WHAT NEEDS TO BE DONE => Return, character for character, the stretch of lines from the one containing "[trace] seated statue -> outlines" through the one containing "116L84 116L89 112L86", including both of those lines.

WORKING DATA =>
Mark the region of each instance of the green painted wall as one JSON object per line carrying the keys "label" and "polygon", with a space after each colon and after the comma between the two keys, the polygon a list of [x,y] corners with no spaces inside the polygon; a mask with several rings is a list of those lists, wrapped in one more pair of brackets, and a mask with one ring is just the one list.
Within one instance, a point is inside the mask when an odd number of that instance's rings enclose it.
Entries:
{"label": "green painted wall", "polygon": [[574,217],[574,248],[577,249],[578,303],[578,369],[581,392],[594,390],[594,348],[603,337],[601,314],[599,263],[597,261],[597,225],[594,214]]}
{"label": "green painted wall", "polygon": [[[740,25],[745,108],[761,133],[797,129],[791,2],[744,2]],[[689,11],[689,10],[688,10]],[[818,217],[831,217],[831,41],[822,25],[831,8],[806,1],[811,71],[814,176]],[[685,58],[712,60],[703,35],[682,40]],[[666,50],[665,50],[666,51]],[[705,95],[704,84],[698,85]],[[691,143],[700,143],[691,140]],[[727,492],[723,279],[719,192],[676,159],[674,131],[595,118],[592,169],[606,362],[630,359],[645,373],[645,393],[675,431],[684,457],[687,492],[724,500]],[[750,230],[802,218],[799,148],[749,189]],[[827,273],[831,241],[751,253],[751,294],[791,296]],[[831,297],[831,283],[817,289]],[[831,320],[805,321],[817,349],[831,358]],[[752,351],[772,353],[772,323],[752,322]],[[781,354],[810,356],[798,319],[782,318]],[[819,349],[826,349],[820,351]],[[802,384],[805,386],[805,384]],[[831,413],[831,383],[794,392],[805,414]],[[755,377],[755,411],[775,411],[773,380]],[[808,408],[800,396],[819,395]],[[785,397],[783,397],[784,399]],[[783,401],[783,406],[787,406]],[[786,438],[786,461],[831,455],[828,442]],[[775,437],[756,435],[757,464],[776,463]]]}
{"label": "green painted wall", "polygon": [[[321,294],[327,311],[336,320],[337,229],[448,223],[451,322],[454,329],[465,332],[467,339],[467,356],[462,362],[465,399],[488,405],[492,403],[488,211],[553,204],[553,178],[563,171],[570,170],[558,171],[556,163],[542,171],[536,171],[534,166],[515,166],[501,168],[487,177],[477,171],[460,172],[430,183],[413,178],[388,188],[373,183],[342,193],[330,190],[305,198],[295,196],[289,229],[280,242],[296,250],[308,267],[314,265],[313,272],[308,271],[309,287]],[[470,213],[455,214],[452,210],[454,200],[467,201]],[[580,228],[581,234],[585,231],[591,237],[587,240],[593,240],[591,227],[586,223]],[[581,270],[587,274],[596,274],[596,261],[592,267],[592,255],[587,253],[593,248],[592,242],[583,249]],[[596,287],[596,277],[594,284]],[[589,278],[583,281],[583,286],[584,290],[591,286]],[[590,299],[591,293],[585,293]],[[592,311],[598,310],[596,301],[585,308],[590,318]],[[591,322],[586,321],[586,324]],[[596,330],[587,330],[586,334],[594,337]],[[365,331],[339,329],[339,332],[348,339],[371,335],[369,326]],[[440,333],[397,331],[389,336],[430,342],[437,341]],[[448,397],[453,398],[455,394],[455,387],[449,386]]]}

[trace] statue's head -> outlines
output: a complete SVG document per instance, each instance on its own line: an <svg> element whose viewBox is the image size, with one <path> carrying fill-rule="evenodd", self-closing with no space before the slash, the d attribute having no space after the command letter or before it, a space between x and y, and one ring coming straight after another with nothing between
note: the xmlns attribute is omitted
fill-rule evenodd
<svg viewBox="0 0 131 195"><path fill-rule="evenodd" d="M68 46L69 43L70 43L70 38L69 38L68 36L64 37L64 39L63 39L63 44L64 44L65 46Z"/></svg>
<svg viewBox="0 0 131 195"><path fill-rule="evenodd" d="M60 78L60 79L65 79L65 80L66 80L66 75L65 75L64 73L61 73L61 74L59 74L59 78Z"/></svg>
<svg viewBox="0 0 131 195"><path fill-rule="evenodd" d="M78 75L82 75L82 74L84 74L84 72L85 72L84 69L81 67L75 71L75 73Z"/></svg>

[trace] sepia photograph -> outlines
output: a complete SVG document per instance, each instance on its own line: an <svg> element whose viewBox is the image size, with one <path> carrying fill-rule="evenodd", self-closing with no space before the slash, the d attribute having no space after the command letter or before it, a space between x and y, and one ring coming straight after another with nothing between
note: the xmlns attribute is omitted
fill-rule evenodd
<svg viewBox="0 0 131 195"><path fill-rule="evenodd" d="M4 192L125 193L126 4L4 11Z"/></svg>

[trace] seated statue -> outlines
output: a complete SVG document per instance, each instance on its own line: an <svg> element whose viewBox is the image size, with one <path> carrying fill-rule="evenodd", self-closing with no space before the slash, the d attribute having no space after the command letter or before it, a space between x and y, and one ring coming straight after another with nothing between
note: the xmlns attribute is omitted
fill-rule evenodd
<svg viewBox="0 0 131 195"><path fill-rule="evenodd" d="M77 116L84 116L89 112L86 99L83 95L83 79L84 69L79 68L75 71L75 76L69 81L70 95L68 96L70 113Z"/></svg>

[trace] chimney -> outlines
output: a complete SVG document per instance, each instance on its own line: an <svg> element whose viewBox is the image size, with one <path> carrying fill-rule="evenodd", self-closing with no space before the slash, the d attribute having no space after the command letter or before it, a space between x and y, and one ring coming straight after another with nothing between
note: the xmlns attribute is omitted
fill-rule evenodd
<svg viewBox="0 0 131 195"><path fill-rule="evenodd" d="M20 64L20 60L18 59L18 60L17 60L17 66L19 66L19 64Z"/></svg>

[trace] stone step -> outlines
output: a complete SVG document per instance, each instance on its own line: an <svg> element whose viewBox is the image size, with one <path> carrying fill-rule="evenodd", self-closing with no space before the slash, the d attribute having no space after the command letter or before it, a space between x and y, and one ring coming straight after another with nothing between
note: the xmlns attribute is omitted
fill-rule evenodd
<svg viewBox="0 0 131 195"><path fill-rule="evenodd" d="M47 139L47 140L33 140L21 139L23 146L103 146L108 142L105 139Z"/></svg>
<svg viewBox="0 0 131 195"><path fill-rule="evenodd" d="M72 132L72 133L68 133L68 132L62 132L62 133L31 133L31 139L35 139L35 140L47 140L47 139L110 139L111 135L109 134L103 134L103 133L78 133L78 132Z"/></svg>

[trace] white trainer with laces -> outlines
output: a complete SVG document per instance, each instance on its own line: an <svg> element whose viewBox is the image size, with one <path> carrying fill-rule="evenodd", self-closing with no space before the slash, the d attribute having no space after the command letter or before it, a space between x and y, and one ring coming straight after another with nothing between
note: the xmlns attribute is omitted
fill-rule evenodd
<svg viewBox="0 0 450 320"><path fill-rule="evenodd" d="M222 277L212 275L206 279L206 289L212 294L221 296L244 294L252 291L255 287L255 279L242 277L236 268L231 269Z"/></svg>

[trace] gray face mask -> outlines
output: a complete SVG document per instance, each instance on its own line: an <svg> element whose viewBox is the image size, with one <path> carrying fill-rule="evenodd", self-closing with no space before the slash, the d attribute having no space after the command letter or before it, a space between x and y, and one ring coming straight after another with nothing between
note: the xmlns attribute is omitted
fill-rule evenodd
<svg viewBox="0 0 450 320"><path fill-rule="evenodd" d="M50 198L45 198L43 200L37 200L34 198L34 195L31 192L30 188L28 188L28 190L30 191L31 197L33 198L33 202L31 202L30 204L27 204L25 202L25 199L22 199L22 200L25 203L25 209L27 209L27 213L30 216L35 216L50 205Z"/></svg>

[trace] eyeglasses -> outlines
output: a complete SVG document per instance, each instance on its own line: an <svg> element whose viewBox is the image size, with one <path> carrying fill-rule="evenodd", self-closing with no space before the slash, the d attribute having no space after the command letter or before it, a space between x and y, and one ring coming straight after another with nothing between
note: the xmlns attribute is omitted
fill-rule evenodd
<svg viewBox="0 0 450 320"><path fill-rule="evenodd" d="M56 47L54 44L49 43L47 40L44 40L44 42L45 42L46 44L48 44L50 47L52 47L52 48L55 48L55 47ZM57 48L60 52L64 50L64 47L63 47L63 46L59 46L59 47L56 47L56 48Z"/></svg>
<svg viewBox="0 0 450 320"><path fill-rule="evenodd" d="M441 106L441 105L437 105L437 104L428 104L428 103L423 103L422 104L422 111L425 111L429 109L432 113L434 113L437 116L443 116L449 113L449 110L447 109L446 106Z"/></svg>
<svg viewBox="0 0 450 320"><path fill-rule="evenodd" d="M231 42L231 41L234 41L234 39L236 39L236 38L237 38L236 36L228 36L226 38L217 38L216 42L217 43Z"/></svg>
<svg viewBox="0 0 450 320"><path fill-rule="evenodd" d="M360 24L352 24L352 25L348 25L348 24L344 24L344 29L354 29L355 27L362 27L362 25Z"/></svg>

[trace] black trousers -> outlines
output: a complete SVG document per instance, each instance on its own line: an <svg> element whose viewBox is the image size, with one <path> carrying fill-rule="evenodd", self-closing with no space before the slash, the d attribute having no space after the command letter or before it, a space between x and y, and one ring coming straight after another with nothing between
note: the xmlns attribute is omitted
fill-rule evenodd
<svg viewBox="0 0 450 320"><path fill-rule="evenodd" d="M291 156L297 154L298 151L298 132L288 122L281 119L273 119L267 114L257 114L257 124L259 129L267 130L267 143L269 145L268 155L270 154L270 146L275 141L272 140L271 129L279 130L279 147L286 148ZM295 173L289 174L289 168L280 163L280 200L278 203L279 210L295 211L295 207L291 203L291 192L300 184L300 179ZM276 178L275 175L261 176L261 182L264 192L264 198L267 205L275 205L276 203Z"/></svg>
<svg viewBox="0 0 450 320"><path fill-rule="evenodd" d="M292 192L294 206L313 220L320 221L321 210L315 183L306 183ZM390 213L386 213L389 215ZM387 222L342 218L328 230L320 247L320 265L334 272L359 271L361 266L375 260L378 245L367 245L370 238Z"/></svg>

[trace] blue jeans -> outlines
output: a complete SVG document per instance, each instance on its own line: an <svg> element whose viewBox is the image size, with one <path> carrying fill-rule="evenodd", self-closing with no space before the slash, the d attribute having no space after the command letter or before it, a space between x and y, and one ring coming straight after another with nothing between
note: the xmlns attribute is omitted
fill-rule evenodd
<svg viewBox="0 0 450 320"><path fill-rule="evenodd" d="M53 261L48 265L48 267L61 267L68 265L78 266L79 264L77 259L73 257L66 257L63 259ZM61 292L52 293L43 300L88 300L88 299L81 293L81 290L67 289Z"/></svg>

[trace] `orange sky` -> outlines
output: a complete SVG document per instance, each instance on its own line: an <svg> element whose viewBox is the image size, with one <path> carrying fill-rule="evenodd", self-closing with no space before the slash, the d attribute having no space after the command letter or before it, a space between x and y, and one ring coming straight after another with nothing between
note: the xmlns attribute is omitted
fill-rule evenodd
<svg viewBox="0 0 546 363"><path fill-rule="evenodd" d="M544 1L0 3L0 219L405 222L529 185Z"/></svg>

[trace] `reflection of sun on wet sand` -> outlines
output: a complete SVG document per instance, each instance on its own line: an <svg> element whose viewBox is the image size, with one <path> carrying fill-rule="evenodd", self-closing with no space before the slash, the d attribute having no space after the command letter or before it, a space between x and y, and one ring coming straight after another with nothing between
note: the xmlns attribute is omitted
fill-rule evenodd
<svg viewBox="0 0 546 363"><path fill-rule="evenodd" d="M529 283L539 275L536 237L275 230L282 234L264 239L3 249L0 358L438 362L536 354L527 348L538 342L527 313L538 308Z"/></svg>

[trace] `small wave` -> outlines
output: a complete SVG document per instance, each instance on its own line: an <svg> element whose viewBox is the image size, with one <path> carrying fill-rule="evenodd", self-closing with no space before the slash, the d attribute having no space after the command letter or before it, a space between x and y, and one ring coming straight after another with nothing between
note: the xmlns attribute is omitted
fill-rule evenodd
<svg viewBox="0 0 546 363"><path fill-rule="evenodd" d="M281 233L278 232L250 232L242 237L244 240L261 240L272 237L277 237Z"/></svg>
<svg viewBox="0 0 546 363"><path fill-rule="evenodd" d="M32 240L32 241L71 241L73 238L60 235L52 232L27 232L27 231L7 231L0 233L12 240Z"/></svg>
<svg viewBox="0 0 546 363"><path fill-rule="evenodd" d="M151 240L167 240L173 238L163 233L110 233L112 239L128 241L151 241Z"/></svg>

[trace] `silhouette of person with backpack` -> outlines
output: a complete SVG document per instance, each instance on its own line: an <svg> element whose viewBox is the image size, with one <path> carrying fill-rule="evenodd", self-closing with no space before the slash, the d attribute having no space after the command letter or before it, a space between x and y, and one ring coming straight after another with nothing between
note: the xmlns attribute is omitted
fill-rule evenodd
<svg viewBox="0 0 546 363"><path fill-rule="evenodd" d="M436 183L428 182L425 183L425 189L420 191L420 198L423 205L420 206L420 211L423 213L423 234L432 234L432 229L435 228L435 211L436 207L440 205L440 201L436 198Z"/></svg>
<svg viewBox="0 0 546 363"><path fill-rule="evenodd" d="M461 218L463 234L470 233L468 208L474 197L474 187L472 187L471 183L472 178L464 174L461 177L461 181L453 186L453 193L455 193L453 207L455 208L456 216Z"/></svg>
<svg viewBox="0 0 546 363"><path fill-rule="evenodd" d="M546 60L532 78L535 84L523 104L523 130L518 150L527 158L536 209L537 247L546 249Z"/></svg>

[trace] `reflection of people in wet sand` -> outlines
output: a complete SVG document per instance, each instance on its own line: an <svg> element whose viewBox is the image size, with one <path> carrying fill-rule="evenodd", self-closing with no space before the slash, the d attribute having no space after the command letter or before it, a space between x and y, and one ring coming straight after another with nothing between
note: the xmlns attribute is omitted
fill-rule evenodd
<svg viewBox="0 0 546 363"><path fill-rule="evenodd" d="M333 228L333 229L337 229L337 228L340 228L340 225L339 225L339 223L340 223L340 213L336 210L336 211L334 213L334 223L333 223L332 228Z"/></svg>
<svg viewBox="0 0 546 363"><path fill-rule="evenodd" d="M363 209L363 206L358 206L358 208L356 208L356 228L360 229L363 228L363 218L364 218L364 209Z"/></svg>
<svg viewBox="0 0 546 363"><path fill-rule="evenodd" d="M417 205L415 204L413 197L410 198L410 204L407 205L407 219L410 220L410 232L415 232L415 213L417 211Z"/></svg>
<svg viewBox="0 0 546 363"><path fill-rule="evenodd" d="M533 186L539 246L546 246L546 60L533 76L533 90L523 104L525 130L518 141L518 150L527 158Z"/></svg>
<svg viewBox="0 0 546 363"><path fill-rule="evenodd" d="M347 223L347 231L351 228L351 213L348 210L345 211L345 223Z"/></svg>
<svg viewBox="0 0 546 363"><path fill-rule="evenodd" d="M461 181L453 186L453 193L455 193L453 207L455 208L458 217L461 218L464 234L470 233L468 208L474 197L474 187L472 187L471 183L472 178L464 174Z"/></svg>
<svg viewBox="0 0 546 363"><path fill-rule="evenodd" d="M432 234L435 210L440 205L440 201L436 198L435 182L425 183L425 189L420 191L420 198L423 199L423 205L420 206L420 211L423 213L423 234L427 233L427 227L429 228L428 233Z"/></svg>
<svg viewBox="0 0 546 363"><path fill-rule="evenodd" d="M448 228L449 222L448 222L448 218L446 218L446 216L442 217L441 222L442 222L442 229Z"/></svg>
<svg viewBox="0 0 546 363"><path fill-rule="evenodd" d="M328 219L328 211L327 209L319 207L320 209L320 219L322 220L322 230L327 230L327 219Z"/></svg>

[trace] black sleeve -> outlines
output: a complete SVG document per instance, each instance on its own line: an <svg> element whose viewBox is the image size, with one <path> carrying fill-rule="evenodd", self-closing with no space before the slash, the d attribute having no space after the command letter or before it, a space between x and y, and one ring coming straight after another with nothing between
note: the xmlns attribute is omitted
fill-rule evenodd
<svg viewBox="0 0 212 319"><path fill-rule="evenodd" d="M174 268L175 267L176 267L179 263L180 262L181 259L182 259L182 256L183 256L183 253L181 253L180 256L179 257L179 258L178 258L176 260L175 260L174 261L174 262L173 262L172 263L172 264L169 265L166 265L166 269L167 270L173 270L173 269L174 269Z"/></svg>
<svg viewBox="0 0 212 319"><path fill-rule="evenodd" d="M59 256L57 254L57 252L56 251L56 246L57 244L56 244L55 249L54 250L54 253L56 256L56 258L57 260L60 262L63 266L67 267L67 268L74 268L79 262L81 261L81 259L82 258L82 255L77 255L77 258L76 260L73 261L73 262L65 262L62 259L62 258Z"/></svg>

COMPLETE ANSWER =>
[trace] seated statue -> outlines
output: a complete SVG document per instance, each instance on its own line: an <svg> element whose viewBox is the image size, with one <path> carrying fill-rule="evenodd", self-closing with no space before the slash, the d attribute having no space after the command letter or before it, a space between x and y, and one ring coming straight after another with nothing between
note: the xmlns attribute is omitted
fill-rule evenodd
<svg viewBox="0 0 131 195"><path fill-rule="evenodd" d="M77 116L84 116L89 112L86 99L83 95L83 79L84 69L79 68L75 71L75 76L69 81L70 95L68 96L70 113Z"/></svg>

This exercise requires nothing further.